-- start Extracted information --
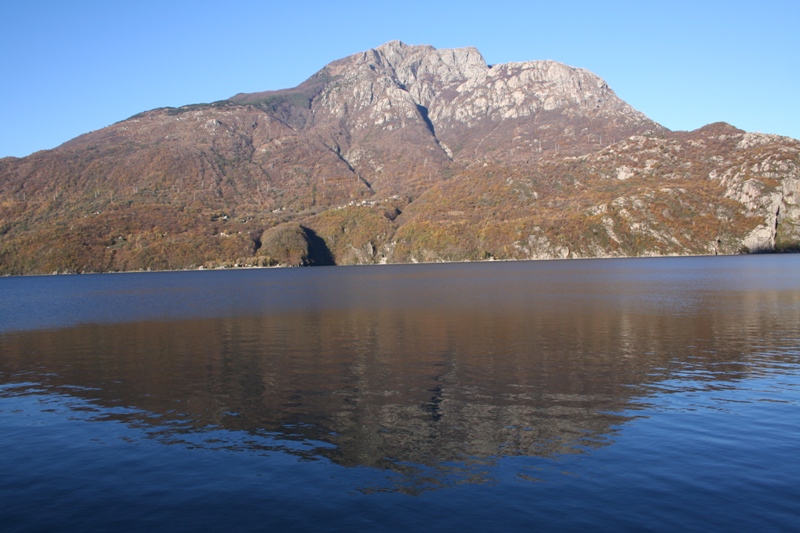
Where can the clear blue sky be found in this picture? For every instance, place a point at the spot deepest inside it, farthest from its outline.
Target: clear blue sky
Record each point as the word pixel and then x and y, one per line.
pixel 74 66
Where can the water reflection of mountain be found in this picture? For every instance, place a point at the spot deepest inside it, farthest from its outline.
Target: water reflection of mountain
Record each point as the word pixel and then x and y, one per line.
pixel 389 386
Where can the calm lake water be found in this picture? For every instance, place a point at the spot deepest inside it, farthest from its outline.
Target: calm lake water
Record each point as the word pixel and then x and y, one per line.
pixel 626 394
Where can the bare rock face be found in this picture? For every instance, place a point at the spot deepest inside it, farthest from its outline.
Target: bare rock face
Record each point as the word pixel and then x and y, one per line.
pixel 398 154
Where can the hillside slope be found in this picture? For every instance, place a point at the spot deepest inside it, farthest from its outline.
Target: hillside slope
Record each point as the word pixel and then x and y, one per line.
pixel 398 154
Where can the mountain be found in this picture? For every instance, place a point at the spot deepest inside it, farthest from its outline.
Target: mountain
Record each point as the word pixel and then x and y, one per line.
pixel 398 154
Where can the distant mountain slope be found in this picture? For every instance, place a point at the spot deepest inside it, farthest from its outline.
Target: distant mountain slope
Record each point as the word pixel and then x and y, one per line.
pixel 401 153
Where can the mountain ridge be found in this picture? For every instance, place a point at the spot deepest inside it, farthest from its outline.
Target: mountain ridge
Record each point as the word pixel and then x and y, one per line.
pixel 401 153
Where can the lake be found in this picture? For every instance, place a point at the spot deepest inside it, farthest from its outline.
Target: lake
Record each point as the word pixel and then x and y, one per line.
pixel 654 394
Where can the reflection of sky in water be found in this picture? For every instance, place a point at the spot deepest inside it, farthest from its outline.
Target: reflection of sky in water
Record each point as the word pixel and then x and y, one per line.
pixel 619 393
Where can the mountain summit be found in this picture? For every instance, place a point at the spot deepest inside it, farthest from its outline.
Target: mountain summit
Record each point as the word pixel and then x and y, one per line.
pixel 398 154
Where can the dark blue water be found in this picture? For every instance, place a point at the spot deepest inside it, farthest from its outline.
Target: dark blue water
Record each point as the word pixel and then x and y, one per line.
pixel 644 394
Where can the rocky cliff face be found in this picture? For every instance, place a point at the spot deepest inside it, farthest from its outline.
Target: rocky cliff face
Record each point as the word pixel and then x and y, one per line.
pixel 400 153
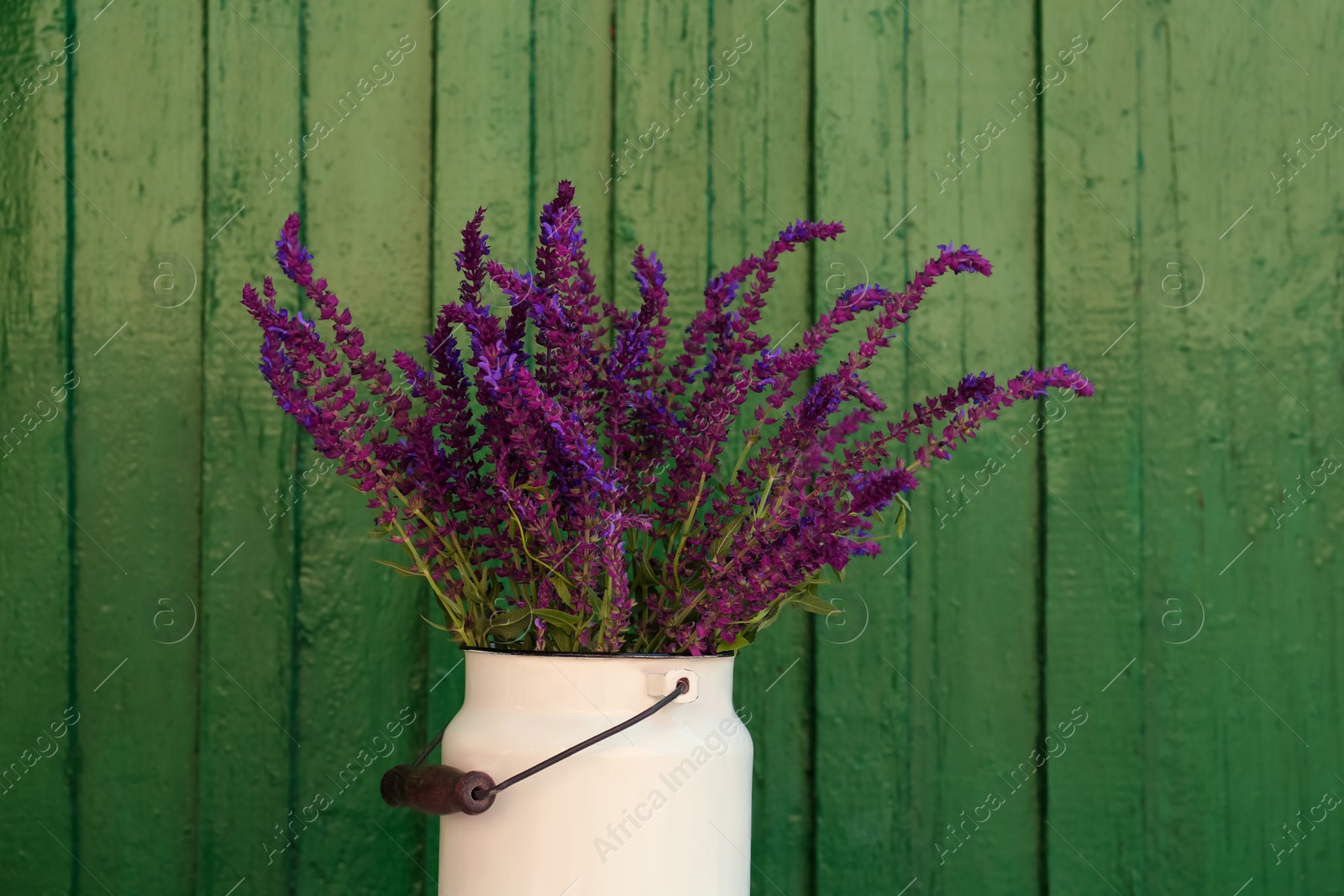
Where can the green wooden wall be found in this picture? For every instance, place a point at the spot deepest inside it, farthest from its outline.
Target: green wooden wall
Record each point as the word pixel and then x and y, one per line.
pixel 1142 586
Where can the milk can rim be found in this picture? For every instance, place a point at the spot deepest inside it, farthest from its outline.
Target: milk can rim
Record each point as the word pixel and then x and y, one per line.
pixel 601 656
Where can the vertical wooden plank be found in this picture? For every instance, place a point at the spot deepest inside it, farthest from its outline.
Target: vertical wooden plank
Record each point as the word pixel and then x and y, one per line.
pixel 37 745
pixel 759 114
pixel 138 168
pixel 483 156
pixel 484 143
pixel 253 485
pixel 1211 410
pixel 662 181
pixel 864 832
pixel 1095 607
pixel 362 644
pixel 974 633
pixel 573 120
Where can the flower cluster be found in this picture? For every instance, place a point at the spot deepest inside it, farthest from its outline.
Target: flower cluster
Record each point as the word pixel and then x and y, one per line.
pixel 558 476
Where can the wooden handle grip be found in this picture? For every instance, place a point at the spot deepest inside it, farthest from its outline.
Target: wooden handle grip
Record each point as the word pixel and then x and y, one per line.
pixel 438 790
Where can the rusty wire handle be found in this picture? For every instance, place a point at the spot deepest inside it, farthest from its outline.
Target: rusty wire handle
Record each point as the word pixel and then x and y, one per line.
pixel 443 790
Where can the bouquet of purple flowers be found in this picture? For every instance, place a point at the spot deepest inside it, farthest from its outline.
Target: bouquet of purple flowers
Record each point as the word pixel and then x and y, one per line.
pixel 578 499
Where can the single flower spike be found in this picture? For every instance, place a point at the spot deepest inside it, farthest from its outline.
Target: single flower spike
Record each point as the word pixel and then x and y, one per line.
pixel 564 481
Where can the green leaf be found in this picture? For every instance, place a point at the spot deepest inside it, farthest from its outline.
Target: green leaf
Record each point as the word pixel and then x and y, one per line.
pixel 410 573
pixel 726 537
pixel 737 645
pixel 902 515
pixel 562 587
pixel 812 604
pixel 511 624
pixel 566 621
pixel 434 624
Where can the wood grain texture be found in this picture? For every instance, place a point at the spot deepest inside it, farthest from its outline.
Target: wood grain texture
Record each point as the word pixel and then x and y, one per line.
-- end Extracted information --
Task brief –
Reproduce all of the records above word for word, including every point, and leave the pictures out.

Response to the exercise –
Where can the clear blue sky be found in this picture? For every instance, place a point at the spot deepest inside it, farthest from its outline.
Target: clear blue sky
Record each point as the word pixel and then x and y, one per line.
pixel 74 66
Where can the water reflection of mountain be found in this picture? For every instance, place a point at the spot deepest inside it, farthest from its outline.
Target: water reflection of mountain
Record each point as the word pixel and then x and y, one per line.
pixel 389 386
Where can the calm lake water be found in this picture? For every instance, place a point at the spot deepest inside it, farthest from its outline.
Target: calm lake water
Record each point as the word pixel and then x and y, one per line.
pixel 626 394
Where can the bare rock face be found in this picture? For every instance, place a point at the spot deepest inside it, farthest from its outline.
Target: bare rock face
Record each point as the word pixel and then x and y, one per line.
pixel 398 154
Where can the hillside slope be found in this picture? For every instance, place a point at the spot deepest inside it, farthest from its outline.
Target: hillside slope
Record each point as the word pixel and then x and y, one per line.
pixel 398 154
Where can the mountain be found in this picture? For every instance, place a point at the spot deepest inside it, farthest from its outline.
Target: mountain
Record each point as the word pixel and then x and y, one per line.
pixel 398 154
Where can the distant mountain slope be found in this picture? For every instance, place a point at the spot deepest inside it, farthest from its outline.
Target: distant mountain slope
Record each point as the word pixel and then x and y, one per line.
pixel 401 153
Where can the mountain ridge be found in this picture? For every instance, place a point at the spot deepest inside it, farthest from its outline.
Target: mountain ridge
Record each point as the word pixel and then x and y, one per line.
pixel 401 153
Where can the lake be found in this picture? For every instance, place a point at the spot deepest inside it, farthest from its outline.
Target: lake
Record each point as the word pixel and then x and y, one per line.
pixel 654 394
Where can the reflection of sky in water be found in this picture? For every instance, place a point at the spot deepest inside it, farthest from its outline.
Target: reflection of sky in water
Record each point as the word pixel and then x and y, one per line.
pixel 619 393
Where can the mountain summit be found in this picture? For every instance, place a point at the spot deepest inside it, farthest from its outline.
Target: mountain summit
Record each point as the word pixel and then x and y, one per line.
pixel 398 154
Where can the dark blue water be found in this picture? For every instance, place a point at the spot deepest inside it, farthest from its outline.
Target: dark blue water
Record each point as the word pixel and then x and y, one per line.
pixel 644 394
Where can the rocky cliff face be found in this picture? For every instance, place a point at the spot deepest inside it, farthest from its outline.
Target: rocky cliff face
Record each point as the word pixel and then x and y, one per line.
pixel 400 153
Where can the green wooden wall be found in this picture? For every instance, place a point at the spot deepest inside it, farthest from its outline.
Target: green wooden wall
Record each point as the word pixel and then x and y, one per line.
pixel 1142 586
Where can the milk can rim be found in this picture? For every instance, place a point at the spot deepest inside it, farthest from its outline.
Target: milk can rim
Record each point as the word pixel and then x and y, one per line.
pixel 601 656
Where can the vertical wooden plank be found in this picture? For every instance, place a point at the spot deepest inside it, farthest from its outline.
Target: vertical wooden plank
Record each point as the word pixel and then x and y, one per line.
pixel 37 745
pixel 759 114
pixel 138 168
pixel 483 156
pixel 484 143
pixel 253 485
pixel 1211 410
pixel 662 181
pixel 864 832
pixel 1095 607
pixel 362 644
pixel 974 633
pixel 573 120
Where can the flower cluster be found in this picture? For every instance, place a point at the spot deepest inside it, farthest from its outline.
Target: flower cluster
Record each point as the word pixel and then x and y, one per line.
pixel 558 476
Where can the wooden handle grip be found in this picture? For every instance, place a point at the spot deepest inside it, farthest from its outline.
Target: wooden handle grip
Record each point as the word pixel and then x and y, one per line.
pixel 438 790
Where can the rusty wire handle be found in this picture? For every instance, place a point at the spot deepest inside it, farthest from its outline.
Target: rusty wire handle
Record each point as the word pixel and then x and y, one per line.
pixel 443 790
Where can the bouquet of purple flowers be found in this picture? For every instance, place a point at the spot deepest inside it, farthest from its outline.
Target: bouquet of purple flowers
Record each point as the word pixel and then x and y, one per line.
pixel 578 499
Where can the single flower spike be found in this picture? For every instance, place a point at the spot deepest inside it, farthest from its outline.
Target: single flower spike
Record each point as the word pixel and then x and y, one per line.
pixel 564 481
Where can the green leaf be found in this picture? For every instance, place a point at the spot deepest inside it, farthest from its outline.
Target: green leaf
Record each point as the word pixel and then x and y, one per line.
pixel 410 573
pixel 726 537
pixel 737 645
pixel 902 515
pixel 562 587
pixel 812 604
pixel 511 624
pixel 566 621
pixel 434 624
Where can the wood grain texture be found in this picture? For every instance, place a point at the spot deepest inside it, farthest from its outline.
Target: wood grain texture
Record each point as the word pixel and then x and y, one per line.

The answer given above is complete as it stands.